> **What is needed**: Find every line in the entries below that contains the string "harness", matching case exactly, and copy each of those lines.

> **Region labeling records**:
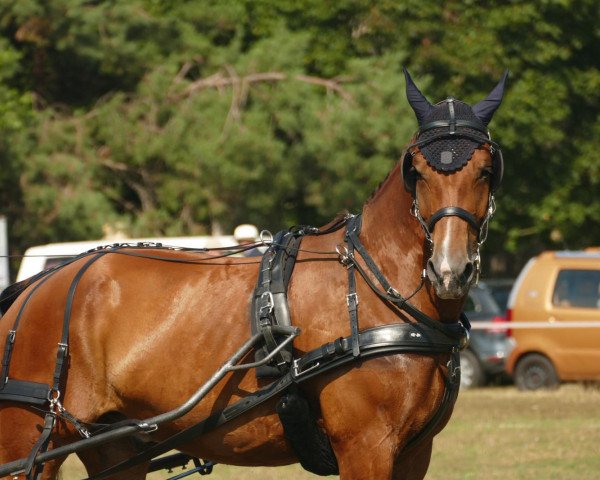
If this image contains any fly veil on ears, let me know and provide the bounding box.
[402,68,508,197]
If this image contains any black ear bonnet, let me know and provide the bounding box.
[402,69,507,196]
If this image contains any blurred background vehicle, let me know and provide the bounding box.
[460,283,514,388]
[479,278,515,312]
[506,248,600,390]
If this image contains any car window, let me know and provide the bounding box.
[552,270,600,308]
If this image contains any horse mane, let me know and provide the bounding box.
[365,132,418,205]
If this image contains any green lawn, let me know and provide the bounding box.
[57,385,600,480]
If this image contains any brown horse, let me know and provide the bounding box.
[0,72,506,480]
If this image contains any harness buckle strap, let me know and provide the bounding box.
[346,293,358,310]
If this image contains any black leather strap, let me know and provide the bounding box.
[427,207,481,232]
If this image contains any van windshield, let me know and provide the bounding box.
[552,270,600,308]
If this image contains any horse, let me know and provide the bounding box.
[0,70,507,480]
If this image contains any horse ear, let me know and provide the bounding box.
[403,67,433,126]
[473,69,508,126]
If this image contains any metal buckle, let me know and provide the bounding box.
[292,358,321,378]
[259,230,273,245]
[346,293,358,306]
[386,287,400,298]
[259,291,275,316]
[335,245,354,268]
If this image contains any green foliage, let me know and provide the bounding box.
[0,0,600,278]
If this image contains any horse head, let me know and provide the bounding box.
[402,69,508,299]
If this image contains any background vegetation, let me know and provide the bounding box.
[0,0,600,274]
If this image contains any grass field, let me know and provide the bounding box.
[57,385,600,480]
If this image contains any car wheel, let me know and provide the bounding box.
[515,353,559,390]
[460,350,485,388]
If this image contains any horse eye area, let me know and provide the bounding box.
[408,167,423,180]
[479,168,494,180]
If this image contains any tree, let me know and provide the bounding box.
[0,0,600,273]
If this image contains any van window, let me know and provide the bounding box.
[552,270,600,308]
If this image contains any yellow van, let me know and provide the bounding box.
[506,248,600,390]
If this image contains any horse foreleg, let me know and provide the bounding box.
[392,440,433,480]
[77,438,149,480]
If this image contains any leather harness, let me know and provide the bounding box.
[0,215,470,480]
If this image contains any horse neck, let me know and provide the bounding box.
[360,163,462,321]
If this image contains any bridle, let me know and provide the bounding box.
[402,97,504,280]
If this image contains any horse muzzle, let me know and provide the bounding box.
[427,258,475,300]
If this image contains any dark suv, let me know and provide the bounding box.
[460,285,514,388]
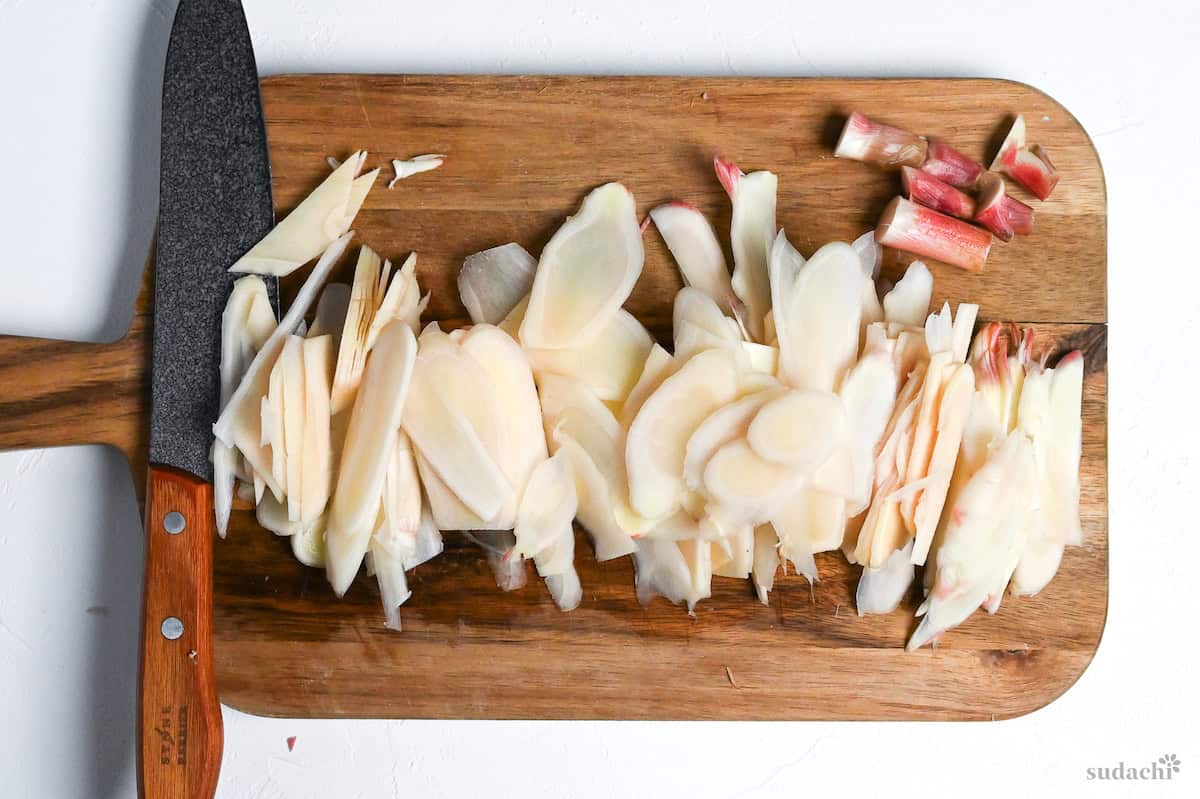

> **Response for this exercise**:
If this image contains any harness buckle strap, let me know and provide the bounding box.
If this image contains any leather harness, let me know and provide the bounding box.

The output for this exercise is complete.